> _Exercise_
Output the rows word for word, from the line containing "of the fingernail" up to and including the line containing "pixel 158 108".

> _Records_
☆ ☆ ☆
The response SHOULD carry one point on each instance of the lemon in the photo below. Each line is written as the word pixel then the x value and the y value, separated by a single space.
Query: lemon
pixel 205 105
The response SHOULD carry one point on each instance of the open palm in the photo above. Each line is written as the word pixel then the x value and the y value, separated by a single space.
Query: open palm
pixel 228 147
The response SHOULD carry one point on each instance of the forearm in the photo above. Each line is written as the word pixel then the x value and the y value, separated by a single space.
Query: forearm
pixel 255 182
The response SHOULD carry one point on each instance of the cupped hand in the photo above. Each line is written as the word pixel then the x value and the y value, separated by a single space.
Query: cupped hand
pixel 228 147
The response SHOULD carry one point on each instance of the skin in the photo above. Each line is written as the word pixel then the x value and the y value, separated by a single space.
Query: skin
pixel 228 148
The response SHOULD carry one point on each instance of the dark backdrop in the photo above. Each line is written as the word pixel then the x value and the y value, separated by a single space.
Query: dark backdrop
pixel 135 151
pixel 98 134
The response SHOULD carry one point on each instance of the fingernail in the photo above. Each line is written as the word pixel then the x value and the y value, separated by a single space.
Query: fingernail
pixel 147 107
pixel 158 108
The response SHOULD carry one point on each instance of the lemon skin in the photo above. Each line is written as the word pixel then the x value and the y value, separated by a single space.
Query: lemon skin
☆ ☆ ☆
> _Task solution_
The response SHOULD carry one point on each instance of the fingernail in the photo above. Each line is written as the word pixel then the x value and the y value, separated by a single space.
Query: fingernail
pixel 147 107
pixel 158 108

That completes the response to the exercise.